Recorded data:
######

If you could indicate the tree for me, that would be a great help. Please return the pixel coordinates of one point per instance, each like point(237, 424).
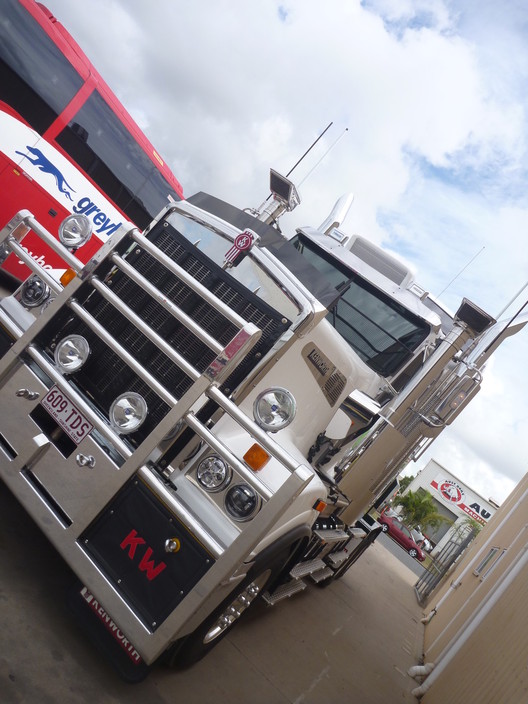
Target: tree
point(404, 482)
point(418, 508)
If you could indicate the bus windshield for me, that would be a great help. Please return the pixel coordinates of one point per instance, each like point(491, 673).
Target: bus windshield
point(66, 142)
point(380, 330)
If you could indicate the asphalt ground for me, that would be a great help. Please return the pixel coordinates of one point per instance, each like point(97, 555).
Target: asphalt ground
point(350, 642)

######

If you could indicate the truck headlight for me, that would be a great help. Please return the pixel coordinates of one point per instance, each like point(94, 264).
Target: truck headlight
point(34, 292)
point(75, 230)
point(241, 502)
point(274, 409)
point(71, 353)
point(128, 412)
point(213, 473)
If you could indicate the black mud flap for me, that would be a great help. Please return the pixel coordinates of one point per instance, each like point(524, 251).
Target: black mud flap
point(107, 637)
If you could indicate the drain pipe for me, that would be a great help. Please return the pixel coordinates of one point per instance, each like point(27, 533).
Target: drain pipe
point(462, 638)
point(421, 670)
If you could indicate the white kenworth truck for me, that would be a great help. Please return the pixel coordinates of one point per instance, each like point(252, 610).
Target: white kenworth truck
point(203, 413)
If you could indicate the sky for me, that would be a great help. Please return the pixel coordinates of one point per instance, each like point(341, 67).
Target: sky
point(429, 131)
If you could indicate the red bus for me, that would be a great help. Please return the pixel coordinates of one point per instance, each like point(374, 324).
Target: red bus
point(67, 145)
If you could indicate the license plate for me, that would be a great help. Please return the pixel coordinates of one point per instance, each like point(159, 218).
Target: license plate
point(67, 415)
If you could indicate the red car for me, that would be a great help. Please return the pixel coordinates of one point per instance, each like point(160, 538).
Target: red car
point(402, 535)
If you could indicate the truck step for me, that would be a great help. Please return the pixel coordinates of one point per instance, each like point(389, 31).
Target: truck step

######

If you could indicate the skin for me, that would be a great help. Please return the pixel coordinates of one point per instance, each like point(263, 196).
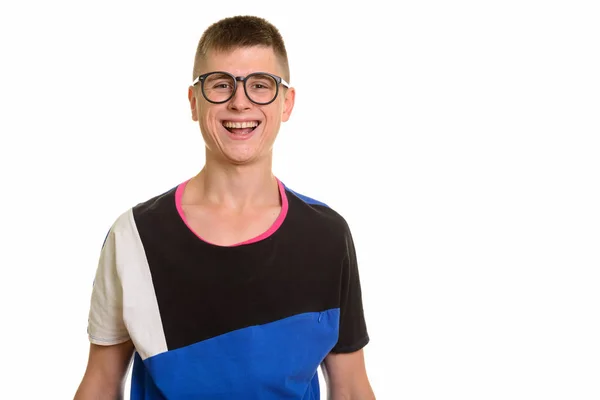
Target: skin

######

Task to carry out: Look over the records above and filter for each line with the word "step".

Finished task:
If you could indicate the truck step for me, that would be a great help. Please return the pixel coordinates of one point per instance, each like point(389, 31).
Target: truck step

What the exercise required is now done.